[Records from a data source]
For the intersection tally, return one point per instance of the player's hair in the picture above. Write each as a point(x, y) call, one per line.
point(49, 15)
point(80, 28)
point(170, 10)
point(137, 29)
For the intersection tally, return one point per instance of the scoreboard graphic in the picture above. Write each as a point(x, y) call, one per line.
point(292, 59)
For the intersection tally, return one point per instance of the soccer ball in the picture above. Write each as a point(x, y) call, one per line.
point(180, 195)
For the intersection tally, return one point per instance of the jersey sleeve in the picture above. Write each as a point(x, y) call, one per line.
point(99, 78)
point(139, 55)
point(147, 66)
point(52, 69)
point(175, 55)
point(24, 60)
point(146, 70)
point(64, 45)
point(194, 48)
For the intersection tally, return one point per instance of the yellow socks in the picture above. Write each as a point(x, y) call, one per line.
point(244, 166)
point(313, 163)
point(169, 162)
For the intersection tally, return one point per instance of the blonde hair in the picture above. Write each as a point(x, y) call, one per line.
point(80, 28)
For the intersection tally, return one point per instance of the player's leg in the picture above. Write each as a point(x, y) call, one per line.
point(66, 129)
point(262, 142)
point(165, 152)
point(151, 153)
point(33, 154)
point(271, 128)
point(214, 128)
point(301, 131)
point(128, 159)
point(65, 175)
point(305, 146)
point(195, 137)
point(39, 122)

#### Task:
What is needed is an exact copy of the lines from the one containing "of the blonde" to the end of the data; please add nothing else.

#### Response area:
For the intersection tally, return one point per instance of the blonde hair in the picture above. Write each as a point(x, y) call, one per line.
point(80, 28)
For the intersection tally, return one point per instance of the player's leg in the picture above. Write each as a point(x, y) call, one per line.
point(66, 129)
point(262, 142)
point(165, 152)
point(151, 153)
point(33, 154)
point(271, 128)
point(214, 128)
point(301, 131)
point(128, 159)
point(65, 175)
point(305, 146)
point(195, 137)
point(39, 122)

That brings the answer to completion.